Passage for review:
--------

So many cozies feature cats and dogs as either pets, protagonists, or perpetrators, but Betty Webb’s series about a small private zoo near Monterey, CA has innocent animals discovering (and getting blamed for) dead bodies. The series starts with The Anteater of Death (TPB $14.95), with Lucy, a pregnant giant anteater discovering a dead body in her enclosure. After warning the body off with her claws, she is blamed for the killing. It’s up to Teddy Bentley, zookeeper, to find the real killer. However, she has her own problems with an embezzling father, a former beauty queen mother, and a sheriff who has her heart. There’s also money, adultery, and blackmail which needs to be sorted out before the killer can be named. Nothing is sordid or graphic, more plot lines than titillation. Other books in the series are: The Koala of Death, The Llama of Death, The Puffin of Death, and The Otter of Death (all in TPB $14.95 - $15.95). One of the things I enjoy about her books are that the animals are “real animals” - no psychic powers, not thinking like humans, but acting and responding as wild animals do, whether they’re in a zoo or or in the ocean.

--------

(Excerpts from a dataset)
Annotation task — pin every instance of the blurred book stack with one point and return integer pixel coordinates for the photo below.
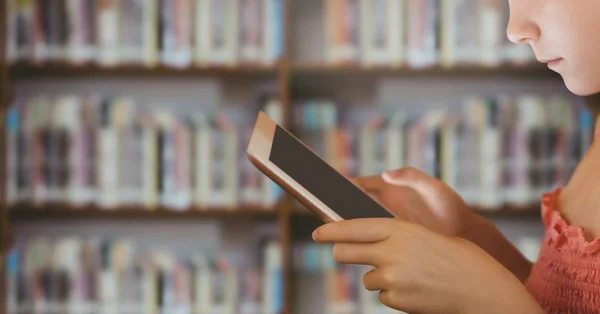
(174, 33)
(420, 33)
(495, 151)
(81, 275)
(111, 152)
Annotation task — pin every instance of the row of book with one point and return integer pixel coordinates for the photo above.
(74, 275)
(420, 33)
(325, 286)
(495, 151)
(174, 33)
(112, 152)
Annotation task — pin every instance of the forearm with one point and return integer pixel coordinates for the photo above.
(485, 234)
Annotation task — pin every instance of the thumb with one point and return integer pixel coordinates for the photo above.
(416, 179)
(597, 130)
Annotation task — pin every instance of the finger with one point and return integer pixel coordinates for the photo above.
(359, 254)
(388, 278)
(370, 184)
(356, 230)
(378, 279)
(397, 301)
(597, 129)
(410, 177)
(419, 181)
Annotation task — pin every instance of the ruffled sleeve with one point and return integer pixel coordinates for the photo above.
(566, 277)
(561, 236)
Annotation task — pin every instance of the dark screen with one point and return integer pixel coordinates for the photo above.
(320, 179)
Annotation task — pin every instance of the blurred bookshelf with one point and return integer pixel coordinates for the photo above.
(25, 70)
(25, 212)
(506, 70)
(281, 42)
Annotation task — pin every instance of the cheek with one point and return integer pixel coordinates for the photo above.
(576, 38)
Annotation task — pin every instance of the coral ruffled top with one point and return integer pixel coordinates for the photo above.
(566, 277)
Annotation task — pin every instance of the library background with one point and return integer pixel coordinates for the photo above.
(124, 184)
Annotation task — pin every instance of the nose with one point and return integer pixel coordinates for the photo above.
(521, 28)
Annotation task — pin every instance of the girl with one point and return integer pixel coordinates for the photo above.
(439, 257)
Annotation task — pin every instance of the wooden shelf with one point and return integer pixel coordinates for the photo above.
(54, 69)
(509, 70)
(522, 212)
(27, 212)
(26, 70)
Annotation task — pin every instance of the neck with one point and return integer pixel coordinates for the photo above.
(579, 201)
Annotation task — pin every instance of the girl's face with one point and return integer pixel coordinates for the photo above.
(565, 34)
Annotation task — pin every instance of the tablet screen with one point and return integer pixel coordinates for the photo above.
(322, 180)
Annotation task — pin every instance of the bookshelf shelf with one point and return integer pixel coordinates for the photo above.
(57, 211)
(28, 70)
(521, 212)
(510, 70)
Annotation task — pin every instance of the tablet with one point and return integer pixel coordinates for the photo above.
(308, 178)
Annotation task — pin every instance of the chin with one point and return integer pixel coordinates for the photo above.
(581, 87)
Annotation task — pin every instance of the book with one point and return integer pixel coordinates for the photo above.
(112, 152)
(70, 274)
(497, 151)
(172, 33)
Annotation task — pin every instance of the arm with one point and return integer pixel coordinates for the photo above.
(485, 234)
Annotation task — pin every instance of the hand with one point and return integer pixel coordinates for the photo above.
(420, 271)
(416, 197)
(579, 200)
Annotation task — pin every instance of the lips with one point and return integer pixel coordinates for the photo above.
(551, 62)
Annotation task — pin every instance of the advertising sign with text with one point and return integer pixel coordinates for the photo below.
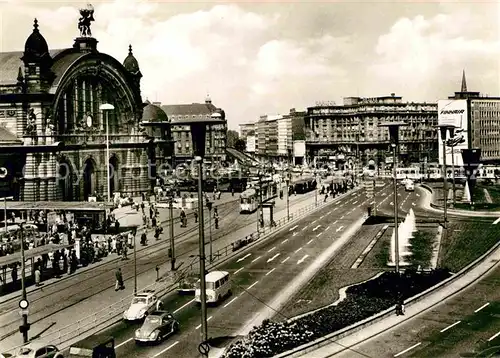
(453, 112)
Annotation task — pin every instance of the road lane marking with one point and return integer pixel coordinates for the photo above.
(302, 259)
(450, 326)
(227, 304)
(272, 258)
(125, 342)
(208, 319)
(244, 257)
(186, 304)
(494, 336)
(166, 349)
(270, 271)
(483, 306)
(408, 349)
(253, 284)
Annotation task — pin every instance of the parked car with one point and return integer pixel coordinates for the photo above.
(142, 304)
(157, 326)
(35, 349)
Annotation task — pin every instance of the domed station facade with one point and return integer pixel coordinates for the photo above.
(57, 137)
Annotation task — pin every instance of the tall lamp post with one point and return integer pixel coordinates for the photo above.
(106, 107)
(443, 130)
(198, 135)
(471, 159)
(23, 303)
(394, 140)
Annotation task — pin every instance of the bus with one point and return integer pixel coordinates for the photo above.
(218, 286)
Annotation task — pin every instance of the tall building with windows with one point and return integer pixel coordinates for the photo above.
(53, 132)
(350, 134)
(180, 116)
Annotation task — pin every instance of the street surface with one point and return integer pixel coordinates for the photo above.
(89, 291)
(258, 277)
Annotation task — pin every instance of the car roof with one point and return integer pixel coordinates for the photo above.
(147, 294)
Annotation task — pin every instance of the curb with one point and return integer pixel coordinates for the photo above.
(321, 342)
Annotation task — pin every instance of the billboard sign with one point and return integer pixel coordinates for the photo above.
(453, 112)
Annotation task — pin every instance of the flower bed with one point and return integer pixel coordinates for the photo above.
(362, 301)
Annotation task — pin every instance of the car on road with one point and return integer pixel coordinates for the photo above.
(142, 304)
(156, 327)
(35, 349)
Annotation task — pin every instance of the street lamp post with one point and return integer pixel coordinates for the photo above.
(471, 159)
(443, 129)
(25, 325)
(135, 263)
(198, 135)
(394, 140)
(106, 107)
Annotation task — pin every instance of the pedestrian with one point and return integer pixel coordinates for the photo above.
(37, 277)
(119, 280)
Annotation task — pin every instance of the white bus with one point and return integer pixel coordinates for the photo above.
(217, 287)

--------

Required tasks:
• A. In the zoo mystery review, who gets blamed for the killing in The Anteater of Death?
• B. Write the next part of the zoo mystery review, starting right after its last sentence.

Exercise responses:
• A. Lucy, a pregnant giant anteater.

• B.
In the revisiting favorite authors section, both Elizabeth and I highly recommend Elizabeth Peters. She is probably best known for her Amelia Peabody series, a woman archaeologist in the late 1890s - early 1900s era, who manages, with her family, to discover another dead body each year. While I recommend all of these which we have new and used, hardcover and paperback, my favorite character is Vicky Bliss - an American art historian in Bavaria, Germany. In her job as an art authenticator, she travels across Europe finding herself in the middle of murders, mysteries, forgeries, and love with a jewel thief. In order, the books are Borrower of the Night, Street of Five Moons (wherein she meets John Smith, or Smythe, or whatever alias he is currently using), Silhouette in Scarlet, Trojan Gold (Finalist 1988 Anthony Award for Best Mystery), Night Train to Memphis (Finalist 1994 Agatha Award for Best Novel), and Laughter of Dead Kings. We are introduced to John Smith in The Camelot Caper, before the two of them meet. As a side, Vicky writes romances, which are not intended for publication, but which keeps her boss on the hook for the next installment and off her back. Her other series features Jacqueline Kirby, an acerbic middle aged writer/librarian. All of her books are well researched, (she received her Ph.D. in Egyptology at age 23), feature strong characters, and have a streak of humor. There's no graphic or gratuitous killing and even when you're told who the killer is right upfront, unraveling the whys is believable and true to the characters as well as the story. Peters also writes under the name of Barbara Michaels and these books tend to be more supernatural suspense.